■ Exercise requirements
Reproduce every line of the records below, requests included, but offset each coordinate in the answer boxes by adding 143, leaving the requests and their sample boxes unchanged. Omit the pictures.

[Detection examples]
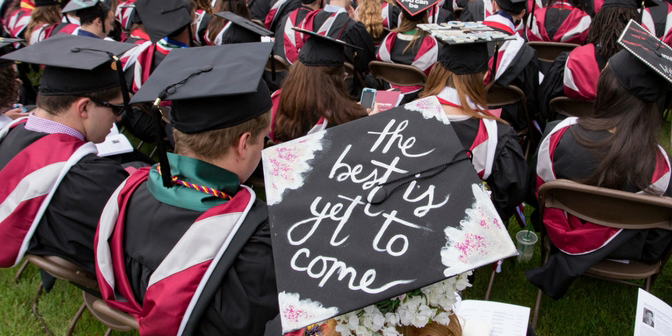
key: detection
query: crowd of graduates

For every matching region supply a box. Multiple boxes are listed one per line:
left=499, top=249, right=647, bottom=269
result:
left=0, top=0, right=672, bottom=335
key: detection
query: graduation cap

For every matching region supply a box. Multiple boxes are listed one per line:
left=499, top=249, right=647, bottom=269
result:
left=0, top=37, right=24, bottom=67
left=292, top=27, right=362, bottom=67
left=496, top=0, right=527, bottom=14
left=130, top=42, right=273, bottom=188
left=262, top=97, right=516, bottom=334
left=135, top=0, right=192, bottom=43
left=2, top=35, right=133, bottom=104
left=396, top=0, right=439, bottom=18
left=609, top=20, right=672, bottom=103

■ Worked solution
key: detection
query: crowd of graduates

For every matching region supply a box. Multiple boxes are listed one per line:
left=499, top=249, right=647, bottom=269
result:
left=143, top=143, right=815, bottom=478
key: detection
query: graduation cap

For every matching region supply a box. Multiple boxes are listed one per line:
left=499, top=249, right=647, bottom=269
result:
left=143, top=180, right=167, bottom=210
left=435, top=170, right=505, bottom=210
left=639, top=143, right=670, bottom=157
left=273, top=185, right=416, bottom=331
left=405, top=240, right=659, bottom=477
left=278, top=143, right=335, bottom=186
left=145, top=178, right=276, bottom=247
left=539, top=143, right=582, bottom=161
left=752, top=163, right=815, bottom=246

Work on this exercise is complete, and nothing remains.